[Records drawn from a dataset]

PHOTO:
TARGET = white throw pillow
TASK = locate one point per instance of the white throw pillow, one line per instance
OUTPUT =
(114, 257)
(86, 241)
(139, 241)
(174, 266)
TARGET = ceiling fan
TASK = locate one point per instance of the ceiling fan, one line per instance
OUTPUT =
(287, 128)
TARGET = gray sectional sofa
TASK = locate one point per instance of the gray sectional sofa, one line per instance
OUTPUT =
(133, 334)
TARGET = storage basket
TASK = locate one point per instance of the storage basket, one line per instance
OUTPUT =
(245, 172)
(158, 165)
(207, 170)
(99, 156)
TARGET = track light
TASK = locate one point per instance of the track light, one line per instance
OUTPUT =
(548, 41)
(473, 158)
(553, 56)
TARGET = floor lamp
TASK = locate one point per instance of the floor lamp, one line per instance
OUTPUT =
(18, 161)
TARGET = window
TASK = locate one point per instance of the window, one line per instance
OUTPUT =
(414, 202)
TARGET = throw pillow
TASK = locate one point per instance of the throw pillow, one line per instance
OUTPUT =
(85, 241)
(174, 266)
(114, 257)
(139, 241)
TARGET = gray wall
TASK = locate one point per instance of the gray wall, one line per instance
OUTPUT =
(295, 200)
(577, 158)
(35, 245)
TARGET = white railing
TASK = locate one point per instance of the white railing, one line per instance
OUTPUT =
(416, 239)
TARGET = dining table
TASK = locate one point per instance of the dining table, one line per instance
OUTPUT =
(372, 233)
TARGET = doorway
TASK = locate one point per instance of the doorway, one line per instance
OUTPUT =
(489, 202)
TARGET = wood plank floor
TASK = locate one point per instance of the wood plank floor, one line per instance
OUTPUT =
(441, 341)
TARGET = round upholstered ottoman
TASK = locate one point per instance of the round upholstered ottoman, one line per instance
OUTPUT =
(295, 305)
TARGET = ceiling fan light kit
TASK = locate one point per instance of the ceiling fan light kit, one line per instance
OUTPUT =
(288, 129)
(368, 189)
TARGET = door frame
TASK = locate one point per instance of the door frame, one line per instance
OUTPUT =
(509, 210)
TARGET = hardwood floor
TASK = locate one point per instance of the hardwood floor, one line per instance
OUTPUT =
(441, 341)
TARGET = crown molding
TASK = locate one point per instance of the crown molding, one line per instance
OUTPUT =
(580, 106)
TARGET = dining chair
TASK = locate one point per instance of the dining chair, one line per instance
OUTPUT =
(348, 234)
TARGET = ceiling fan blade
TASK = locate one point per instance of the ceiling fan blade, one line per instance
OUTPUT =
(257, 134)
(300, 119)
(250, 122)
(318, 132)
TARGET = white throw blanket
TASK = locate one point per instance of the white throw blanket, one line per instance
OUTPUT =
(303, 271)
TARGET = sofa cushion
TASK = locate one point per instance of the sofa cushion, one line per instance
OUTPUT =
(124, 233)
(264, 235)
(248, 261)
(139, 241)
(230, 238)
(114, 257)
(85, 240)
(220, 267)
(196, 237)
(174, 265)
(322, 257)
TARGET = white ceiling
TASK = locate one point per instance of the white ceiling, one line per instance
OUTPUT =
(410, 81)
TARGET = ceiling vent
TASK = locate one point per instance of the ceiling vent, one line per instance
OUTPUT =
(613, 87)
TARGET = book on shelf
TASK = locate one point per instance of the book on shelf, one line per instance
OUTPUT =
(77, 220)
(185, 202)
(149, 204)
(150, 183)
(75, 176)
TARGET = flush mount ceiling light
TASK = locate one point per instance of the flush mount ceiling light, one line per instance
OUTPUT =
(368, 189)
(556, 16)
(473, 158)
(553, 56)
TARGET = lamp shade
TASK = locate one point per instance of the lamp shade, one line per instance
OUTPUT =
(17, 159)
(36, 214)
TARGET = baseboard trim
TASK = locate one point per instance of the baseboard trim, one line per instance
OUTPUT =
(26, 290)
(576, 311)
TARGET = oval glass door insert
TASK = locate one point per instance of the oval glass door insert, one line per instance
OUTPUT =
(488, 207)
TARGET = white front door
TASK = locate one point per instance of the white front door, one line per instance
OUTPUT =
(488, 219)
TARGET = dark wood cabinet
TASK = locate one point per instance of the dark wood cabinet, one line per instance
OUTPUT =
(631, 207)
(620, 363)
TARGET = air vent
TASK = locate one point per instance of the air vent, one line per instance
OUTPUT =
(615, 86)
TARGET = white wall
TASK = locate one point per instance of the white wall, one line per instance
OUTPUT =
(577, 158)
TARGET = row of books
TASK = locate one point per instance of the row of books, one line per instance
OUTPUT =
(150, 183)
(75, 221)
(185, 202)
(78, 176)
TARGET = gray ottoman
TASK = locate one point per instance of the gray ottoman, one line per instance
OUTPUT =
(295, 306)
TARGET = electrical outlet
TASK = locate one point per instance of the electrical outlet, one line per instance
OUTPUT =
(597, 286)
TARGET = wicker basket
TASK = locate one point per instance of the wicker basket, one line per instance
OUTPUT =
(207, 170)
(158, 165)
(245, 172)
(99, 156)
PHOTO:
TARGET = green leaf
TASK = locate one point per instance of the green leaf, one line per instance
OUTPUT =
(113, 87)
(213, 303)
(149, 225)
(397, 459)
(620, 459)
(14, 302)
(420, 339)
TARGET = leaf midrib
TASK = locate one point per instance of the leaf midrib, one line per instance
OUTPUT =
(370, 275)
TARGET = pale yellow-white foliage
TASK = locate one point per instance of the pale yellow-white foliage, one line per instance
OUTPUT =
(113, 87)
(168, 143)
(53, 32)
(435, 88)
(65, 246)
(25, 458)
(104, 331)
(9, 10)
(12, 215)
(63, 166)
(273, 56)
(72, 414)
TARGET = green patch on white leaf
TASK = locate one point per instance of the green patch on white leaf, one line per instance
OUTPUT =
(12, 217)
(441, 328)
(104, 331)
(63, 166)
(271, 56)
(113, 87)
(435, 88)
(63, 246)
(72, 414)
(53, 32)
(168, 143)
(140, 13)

--

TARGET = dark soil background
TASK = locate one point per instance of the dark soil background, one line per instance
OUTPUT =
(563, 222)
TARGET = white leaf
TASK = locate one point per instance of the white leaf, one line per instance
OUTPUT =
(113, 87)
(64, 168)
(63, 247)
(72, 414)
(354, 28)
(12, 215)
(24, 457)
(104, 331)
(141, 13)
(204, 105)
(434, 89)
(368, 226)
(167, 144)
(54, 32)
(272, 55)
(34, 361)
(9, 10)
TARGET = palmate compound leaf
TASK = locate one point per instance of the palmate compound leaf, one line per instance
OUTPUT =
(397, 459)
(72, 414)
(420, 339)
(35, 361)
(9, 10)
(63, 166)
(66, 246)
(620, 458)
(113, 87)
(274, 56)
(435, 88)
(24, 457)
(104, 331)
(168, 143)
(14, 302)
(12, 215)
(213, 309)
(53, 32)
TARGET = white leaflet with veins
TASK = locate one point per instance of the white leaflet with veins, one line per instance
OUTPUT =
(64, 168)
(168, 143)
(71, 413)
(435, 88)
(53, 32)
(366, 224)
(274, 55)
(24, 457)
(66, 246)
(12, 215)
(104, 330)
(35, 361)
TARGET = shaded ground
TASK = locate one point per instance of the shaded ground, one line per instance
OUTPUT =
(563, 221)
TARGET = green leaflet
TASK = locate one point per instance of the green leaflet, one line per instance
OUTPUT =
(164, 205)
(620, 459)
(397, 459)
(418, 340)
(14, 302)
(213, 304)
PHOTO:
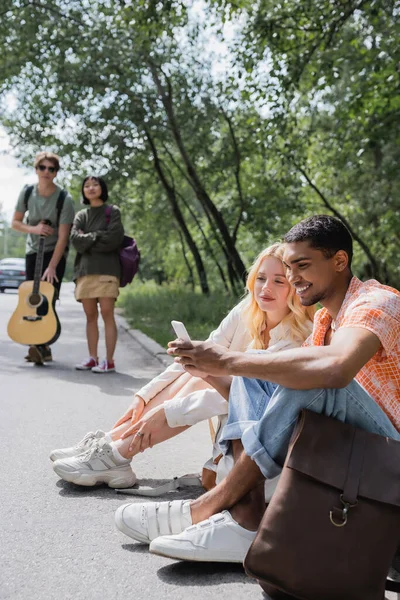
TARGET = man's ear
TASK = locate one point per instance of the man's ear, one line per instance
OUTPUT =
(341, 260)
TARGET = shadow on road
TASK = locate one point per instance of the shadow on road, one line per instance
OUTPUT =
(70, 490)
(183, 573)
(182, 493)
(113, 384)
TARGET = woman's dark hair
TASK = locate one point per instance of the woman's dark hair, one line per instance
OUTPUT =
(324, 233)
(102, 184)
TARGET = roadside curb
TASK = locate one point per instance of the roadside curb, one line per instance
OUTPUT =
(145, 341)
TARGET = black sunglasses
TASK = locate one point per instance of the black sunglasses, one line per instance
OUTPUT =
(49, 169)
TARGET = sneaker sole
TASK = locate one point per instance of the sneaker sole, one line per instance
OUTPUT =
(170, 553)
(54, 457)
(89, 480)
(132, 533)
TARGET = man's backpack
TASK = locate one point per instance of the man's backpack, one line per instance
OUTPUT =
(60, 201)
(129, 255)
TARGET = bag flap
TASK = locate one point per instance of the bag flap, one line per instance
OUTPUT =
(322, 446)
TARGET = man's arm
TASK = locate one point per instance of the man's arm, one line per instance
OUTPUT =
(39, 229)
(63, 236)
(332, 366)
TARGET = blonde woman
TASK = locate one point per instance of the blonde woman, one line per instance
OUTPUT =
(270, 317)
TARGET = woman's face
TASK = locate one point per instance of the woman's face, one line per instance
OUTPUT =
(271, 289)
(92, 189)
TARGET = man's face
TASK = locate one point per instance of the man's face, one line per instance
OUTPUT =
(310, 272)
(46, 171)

* **What this task involves**: For this exercise, repeat exactly the lines of the data above from the one with "TARGET = electrical outlet" down to the one with "TASK = locate one point per instance of the green patch", both end lines included.

* **Exercise response**:
TARGET = electrical outlet
TASK = locate one point per instance of the electrical outlet, one line per instance
OUTPUT =
(597, 286)
TARGET = wicker basket
TASK = locate one point per instance of the wicker basket, one line per instance
OUTPUT =
(207, 170)
(158, 165)
(245, 172)
(99, 156)
PHOTO:
TARGET = green leaf
TASK = locate one point per instance of the green leaf, one line per instance
OUTPUT =
(113, 87)
(213, 303)
(149, 225)
(397, 459)
(620, 459)
(14, 302)
(420, 339)
TARGET = leaf midrib
TASK = locate one point per instance of the leaf midrib, one line per instance
OUTPUT =
(370, 275)
TARGET = pale yellow-white foliage
TASK = locate one point per instance of the pale yellow-white foliage, one line per instance
OUTPUT =
(113, 87)
(168, 143)
(53, 32)
(435, 88)
(65, 246)
(25, 458)
(104, 331)
(9, 10)
(12, 215)
(63, 166)
(273, 56)
(72, 414)
TARGET = green patch on white leaf
TASK = locate one point per instance of the green patch on white leaf, one line per instance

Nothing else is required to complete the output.